(Dataset records)
## begin
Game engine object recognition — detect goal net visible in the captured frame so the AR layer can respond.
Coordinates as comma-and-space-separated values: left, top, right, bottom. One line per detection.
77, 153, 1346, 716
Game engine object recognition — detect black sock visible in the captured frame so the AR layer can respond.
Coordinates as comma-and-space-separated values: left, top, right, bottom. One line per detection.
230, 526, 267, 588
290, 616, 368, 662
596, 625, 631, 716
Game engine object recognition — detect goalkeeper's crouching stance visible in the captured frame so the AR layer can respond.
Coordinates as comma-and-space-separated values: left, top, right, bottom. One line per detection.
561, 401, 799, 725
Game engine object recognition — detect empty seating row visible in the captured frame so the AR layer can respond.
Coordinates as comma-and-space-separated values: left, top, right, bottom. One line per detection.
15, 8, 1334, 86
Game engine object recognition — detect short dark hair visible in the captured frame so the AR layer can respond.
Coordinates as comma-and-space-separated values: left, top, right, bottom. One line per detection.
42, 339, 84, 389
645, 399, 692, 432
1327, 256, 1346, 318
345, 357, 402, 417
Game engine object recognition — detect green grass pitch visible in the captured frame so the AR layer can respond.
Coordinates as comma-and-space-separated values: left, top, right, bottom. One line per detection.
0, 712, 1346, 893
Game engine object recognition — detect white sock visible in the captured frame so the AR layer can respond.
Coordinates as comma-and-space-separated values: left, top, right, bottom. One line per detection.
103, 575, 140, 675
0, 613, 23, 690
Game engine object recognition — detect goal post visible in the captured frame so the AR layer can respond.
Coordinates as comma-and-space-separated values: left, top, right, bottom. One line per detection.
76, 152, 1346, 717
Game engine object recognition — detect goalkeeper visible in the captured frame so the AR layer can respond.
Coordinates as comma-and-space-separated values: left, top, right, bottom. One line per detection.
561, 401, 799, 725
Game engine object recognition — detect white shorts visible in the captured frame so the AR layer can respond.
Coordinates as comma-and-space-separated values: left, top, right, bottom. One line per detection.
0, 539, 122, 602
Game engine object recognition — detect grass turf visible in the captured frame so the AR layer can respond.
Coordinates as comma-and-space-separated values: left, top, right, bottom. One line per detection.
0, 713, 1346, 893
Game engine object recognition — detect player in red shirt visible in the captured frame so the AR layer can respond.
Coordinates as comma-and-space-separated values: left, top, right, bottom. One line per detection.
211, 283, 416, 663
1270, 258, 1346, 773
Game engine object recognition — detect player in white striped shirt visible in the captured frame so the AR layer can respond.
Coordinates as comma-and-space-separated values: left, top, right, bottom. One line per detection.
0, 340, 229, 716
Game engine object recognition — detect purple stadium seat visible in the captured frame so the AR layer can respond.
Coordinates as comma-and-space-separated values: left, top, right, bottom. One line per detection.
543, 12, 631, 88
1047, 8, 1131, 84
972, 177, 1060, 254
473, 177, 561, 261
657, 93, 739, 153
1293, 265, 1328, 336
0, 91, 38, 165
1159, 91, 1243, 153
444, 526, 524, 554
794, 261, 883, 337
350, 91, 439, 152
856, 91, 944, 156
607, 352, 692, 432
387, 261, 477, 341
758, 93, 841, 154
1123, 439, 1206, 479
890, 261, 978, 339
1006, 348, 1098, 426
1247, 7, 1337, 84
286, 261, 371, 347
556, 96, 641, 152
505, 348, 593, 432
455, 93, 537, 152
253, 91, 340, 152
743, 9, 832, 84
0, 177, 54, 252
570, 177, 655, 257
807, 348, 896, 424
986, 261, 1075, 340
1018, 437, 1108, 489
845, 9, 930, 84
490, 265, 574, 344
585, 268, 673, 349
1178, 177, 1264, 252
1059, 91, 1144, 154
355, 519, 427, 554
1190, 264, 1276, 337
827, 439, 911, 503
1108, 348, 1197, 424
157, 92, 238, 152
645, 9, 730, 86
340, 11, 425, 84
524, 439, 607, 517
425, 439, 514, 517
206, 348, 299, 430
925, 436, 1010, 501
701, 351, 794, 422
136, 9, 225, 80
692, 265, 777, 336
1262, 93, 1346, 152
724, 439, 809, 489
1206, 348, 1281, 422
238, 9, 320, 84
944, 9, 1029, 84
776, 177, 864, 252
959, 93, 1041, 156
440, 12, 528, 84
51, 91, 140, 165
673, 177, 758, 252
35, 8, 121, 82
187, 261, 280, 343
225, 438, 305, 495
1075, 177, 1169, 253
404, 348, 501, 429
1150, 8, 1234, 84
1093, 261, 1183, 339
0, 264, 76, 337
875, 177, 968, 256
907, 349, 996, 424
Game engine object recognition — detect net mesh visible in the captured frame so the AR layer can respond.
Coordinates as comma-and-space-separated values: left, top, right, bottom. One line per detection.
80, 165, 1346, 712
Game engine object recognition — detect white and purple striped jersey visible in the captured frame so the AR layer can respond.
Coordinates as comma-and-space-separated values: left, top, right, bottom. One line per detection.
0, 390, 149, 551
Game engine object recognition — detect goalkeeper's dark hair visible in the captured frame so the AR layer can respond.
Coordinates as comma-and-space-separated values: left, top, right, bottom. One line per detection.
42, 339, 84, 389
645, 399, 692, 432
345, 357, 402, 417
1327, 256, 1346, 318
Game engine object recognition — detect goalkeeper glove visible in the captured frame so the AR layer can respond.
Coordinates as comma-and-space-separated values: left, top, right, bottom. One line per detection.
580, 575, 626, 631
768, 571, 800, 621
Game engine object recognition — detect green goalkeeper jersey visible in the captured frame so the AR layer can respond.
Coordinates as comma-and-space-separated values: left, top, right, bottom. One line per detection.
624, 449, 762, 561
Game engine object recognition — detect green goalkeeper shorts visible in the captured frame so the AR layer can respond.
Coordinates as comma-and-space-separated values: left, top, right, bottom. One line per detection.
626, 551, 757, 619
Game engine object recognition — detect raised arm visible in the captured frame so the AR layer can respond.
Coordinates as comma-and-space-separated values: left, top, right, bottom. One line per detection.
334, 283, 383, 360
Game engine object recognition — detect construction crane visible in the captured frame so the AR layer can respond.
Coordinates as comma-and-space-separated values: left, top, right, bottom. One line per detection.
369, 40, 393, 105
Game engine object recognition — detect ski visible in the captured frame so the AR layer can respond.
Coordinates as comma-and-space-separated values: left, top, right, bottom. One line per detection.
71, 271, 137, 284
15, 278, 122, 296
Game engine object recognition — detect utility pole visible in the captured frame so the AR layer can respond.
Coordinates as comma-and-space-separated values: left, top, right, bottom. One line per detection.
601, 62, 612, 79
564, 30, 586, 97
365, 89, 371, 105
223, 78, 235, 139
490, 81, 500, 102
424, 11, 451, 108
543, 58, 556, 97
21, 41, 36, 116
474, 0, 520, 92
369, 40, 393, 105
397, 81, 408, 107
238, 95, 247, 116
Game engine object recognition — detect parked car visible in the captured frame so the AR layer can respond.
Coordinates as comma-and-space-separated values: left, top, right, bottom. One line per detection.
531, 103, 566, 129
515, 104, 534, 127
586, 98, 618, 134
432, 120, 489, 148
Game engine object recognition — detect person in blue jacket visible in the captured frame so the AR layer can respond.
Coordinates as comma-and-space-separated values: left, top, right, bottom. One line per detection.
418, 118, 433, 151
## end
_Problem description_
Print every one of the dataset records again, line for line, with no changes.

_Completed exercise_
Game engine object recognition — detect goal net visible in the captured frame so the AR layer can respond.
Coordinates as comma-and-space-separated values: left, top, right, bottom. One line per detection.
77, 153, 1346, 716
Game engine object recognition — detect black sock visible in the captured frame so the AR layer can respond.
Coordinates as comma-and-space-separated values: left, top, right, bottom. One line per detection.
230, 526, 267, 588
290, 616, 368, 662
596, 625, 631, 716
Game engine object recognition — detect goalkeeper's crouching stance visible in the captured frame so the AR layer can respond.
Coordinates as comma-and-space-separated values: left, top, right, bottom. One line per detection.
561, 401, 799, 725
Game engine object recognition — detect empty seating row visible in the captured frame so the AR layer can respond.
Coordinates as comma-and-space-separated values: left, top, right, bottom. One line per detection.
15, 8, 1334, 86
Game engine object recognition — detect short dark hair visible in the captured frame so the AR layer can respond.
Coordinates as comma-and-space-separated values: left, top, right, bottom. One line per detection.
42, 339, 84, 389
645, 399, 692, 432
1327, 256, 1346, 318
345, 357, 402, 417
Game engine object recognition — detect green grass pitch visible in the captured frame so the AR layer can respond.
Coordinates as comma-and-space-separated values: left, top, right, bottom. One line per detection.
0, 712, 1346, 893
Game engine object recognition — detect white sock visible in the captured frame so the AR layer can respond.
Coordinates as comma-and-space-separated values: left, top, right, bottom. One line per detection.
103, 575, 140, 675
0, 613, 23, 690
Game engine object recognition — detect goal post visible in the captured frame so the AR layer can respond.
Coordinates as comma-and-space-separated values: left, top, right, bottom. One line per detection.
76, 152, 1346, 717
Game engine object recognition — detect goalkeeper visible in the captured frame so the AR layer can respond.
Coordinates as comma-and-space-separated values: left, top, right, bottom. One line per detection.
561, 401, 799, 725
Game engine object recognition — detect white shorts visible in the captured frame so the AR layer can respond.
Coordinates as comma-and-space-separated values: left, top, right, bottom. One line per detection.
0, 539, 122, 602
Game engine object recognition — detect grass turf visible in the captured frame so the AR layer can respond.
Coordinates as comma-and-space-separated values: left, top, right, bottom. One line per detection.
0, 713, 1346, 893
Game engine object recognition — detect player in red shirt visible in the captured frame so the AR layer can respond.
Coordinates as comma-and-space-separated values: left, top, right, bottom. One line per detection.
211, 283, 416, 663
1270, 258, 1346, 773
Game engine object recognition — detect player in white striped shirt visible in the captured frame so the AR layer can respond.
Coordinates as comma-and-space-separated values: left, top, right, bottom. One line per detection.
0, 340, 229, 716
Game engine object recognition — detect purple stadium seat visible in the captured frame so the AR layer can respond.
Coordinates as comma-and-space-separated values: left, top, right, bottom. One line per detection.
543, 12, 631, 88
1047, 8, 1131, 84
972, 177, 1060, 254
473, 177, 561, 261
657, 93, 739, 153
1293, 265, 1328, 336
0, 91, 38, 165
1159, 91, 1243, 153
444, 526, 524, 554
794, 261, 883, 337
350, 91, 439, 152
856, 91, 944, 156
607, 352, 692, 432
387, 261, 477, 341
758, 93, 841, 154
1123, 439, 1206, 479
890, 261, 978, 339
1006, 348, 1098, 426
1247, 7, 1337, 84
286, 261, 371, 347
556, 96, 641, 152
505, 348, 593, 432
455, 93, 537, 152
253, 91, 340, 152
743, 9, 832, 84
0, 177, 54, 252
570, 177, 655, 257
807, 348, 896, 424
986, 261, 1075, 340
1018, 437, 1108, 489
845, 9, 930, 84
490, 265, 574, 344
585, 268, 673, 349
1178, 177, 1264, 252
1059, 91, 1144, 154
355, 519, 427, 554
1190, 264, 1276, 337
827, 439, 911, 503
1108, 348, 1197, 424
157, 92, 238, 152
645, 9, 730, 86
340, 11, 425, 84
524, 439, 607, 517
425, 439, 514, 517
206, 348, 299, 430
925, 436, 1010, 501
701, 351, 794, 422
136, 9, 225, 80
692, 265, 777, 336
1262, 93, 1346, 152
724, 439, 809, 489
1206, 348, 1281, 422
238, 9, 320, 84
944, 9, 1029, 84
776, 177, 864, 252
959, 93, 1041, 156
440, 12, 528, 84
51, 91, 140, 165
673, 177, 758, 252
35, 8, 121, 82
187, 261, 280, 343
225, 438, 305, 495
1075, 177, 1169, 253
404, 348, 501, 429
1150, 8, 1234, 84
1093, 261, 1183, 339
0, 264, 76, 337
875, 177, 968, 256
907, 349, 996, 424
Game engine object recognition — detect net mesh visible in the captured frame so the AR layer can respond.
Coordinates as comma-and-space-separated values: left, top, right, bottom. One line per detection.
80, 165, 1346, 712
Game engine object recognition — detect white and purple striped jersey visible in the captured frame so the AR layer can respond.
Coordinates as comma-and-space-separated values: left, top, right, bottom. One line per detection.
0, 390, 149, 551
Game engine object recognition — detect goalkeeper's dark hair visible in the captured frame so the AR layer can respond.
Coordinates as comma-and-space-separated values: left, top, right, bottom. One line per detection.
42, 339, 84, 389
645, 399, 692, 432
345, 357, 402, 417
1327, 256, 1346, 318
Game engine object recognition — detect goalkeeper glove visible in the captured frame so the AR layer can respond.
Coordinates as comma-and-space-separated values: left, top, right, bottom. One line per detection.
580, 575, 626, 631
768, 571, 800, 621
Game engine object recognition — detect green goalkeeper jersey visible in the captured frame so the AR layer can respond.
Coordinates as comma-and-space-separated values: left, top, right, bottom. One line per detection.
624, 449, 762, 561
Game engine object recognition — detect green goalkeeper shorts visible in the captured frame so the AR layer can respond.
Coordinates as comma-and-space-separated values: left, top, right, bottom. One line per detection.
626, 551, 757, 619
Game engine object recognition — detect raised arm visible in the captured frame so the AR layer can respond.
Coordinates as comma-and-space-separated values: left, top, right, bottom. One line per detection.
334, 283, 383, 360
Game engine object recognition — detect construction crane visible in the captured frame so the AR layer can respond.
Coordinates as comma-and-space-separated values: left, top, right, bottom. One line per detection.
369, 40, 393, 105
Game engine object recognition — detect ski visible in the captured frame so the AR layer can respond.
Coordinates as comma-and-space-separated values: left, top, right, bottom. One line per detection.
71, 271, 137, 284
15, 278, 122, 296
Game engine object recognition — detect utility pole visible in the captured frame so the AR layer can respond.
Coordinates as comma-and-space-separated values: left, top, right, bottom. One line per detection.
601, 62, 612, 79
564, 30, 586, 97
365, 89, 371, 105
223, 78, 235, 139
490, 81, 500, 102
424, 11, 451, 108
543, 58, 556, 97
21, 41, 36, 116
474, 0, 520, 92
369, 40, 393, 105
397, 81, 408, 107
238, 95, 247, 116
Game engine object recognition — detect parked car visible in the captured frame so the AR layer can respond.
Coordinates as comma-and-space-separated values: left, top, right, bottom. One line per detection.
531, 103, 566, 129
515, 104, 534, 127
586, 98, 618, 134
432, 120, 489, 148
Game engine object recognition — detect person in blue jacket visible in the captured frame so the AR layer can respond.
Coordinates as comma-and-space-separated values: left, top, right, bottom. One line per detection.
418, 118, 433, 151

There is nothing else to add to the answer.